ЧТО ТРЕБУЕТСЯ: Обнови фрагмент о переписке Гоголя и Жуковского: перепиши всё начиная с «Последнее письмо Жуковскому» и вплоть до «чуть больше месяца.», заменив «Плетневу» на «Вяземскому».

ПРИВЕДЁННЫЙ ФРАГМЕНТ:
+++++

Последнее письмо Жуковскому Гоголь написал 2 февраля 1852 года, за три недели до смерти. 5 (17) марта 1852 года, получив известие о кончине Гоголя, Жуковский писал Плетневу из Бадена: «И вот уж его нет! Я жалею о нем несказанно собственно для себя: я потерял в нем одного из самых симпатических участников моей поэтической жизни и чувствую свое сиротство» (Жуковский В. А. Собр. соч. в 4-х томах, т. 4. М. – Л., 1960, с. 674). Самому Жуковскому оставалось жить чуть больше месяца.
Переписка охватывает период с 1831 по 1852 год. Сохранилось 67 писем Гоголя и 30 писем Жуковского. В настоящем издании публикуется 33 письма Гоголя и 16 писем Жуковского.
Гоголь – Жуковскому В. А., 10 сентября 1831
10 сентября 1831 г. Петербург [285]
Спб. Сентяб. 10.

+++++

ИЗВЛЕЧЁННЫЕ СТРОКИ:
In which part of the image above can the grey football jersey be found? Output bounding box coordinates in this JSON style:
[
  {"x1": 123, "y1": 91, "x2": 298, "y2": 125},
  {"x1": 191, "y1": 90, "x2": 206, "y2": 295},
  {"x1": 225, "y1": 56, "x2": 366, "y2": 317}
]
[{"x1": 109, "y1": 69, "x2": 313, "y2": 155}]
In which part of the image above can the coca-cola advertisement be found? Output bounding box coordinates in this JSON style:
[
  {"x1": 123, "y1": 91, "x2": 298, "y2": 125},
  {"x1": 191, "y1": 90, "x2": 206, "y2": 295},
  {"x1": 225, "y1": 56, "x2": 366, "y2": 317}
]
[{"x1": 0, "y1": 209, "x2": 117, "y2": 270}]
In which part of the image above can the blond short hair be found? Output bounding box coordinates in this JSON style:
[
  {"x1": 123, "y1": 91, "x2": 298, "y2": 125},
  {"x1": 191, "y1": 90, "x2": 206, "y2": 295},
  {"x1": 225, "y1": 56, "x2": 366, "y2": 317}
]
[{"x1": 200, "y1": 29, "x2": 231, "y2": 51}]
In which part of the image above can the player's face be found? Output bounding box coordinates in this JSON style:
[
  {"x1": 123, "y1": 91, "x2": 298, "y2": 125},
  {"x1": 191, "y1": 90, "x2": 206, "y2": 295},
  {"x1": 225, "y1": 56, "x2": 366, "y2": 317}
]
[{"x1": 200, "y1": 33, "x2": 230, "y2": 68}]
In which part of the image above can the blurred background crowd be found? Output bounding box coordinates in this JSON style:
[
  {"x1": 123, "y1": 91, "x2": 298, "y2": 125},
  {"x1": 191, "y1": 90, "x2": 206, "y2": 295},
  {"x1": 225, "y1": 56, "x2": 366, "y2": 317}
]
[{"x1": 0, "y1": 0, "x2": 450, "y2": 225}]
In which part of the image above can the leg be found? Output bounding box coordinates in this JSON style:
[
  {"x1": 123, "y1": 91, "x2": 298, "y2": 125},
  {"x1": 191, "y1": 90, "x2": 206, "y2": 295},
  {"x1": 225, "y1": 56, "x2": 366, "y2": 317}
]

+++++

В ОТВЕТ:
Последнее письмо Жуковскому Гоголь написал 2 февраля 1852 года, за три недели до смерти. 5 (17) марта 1852 года, получив известие о кончине Гоголя, Жуковский писал Вяземскому из Бадена: «И вот уж его нет! Я жалею о нем несказанно собственно для себя: я потерял в нем одного из самых симпатических участников моей поэтической жизни и чувствую свое сиротство» (Жуковский В. А. Собр. соч. в 4-х томах, т. 4. М. – Л., 1960, с. 674). Самому Жуковскому оставалось жить чуть больше месяца.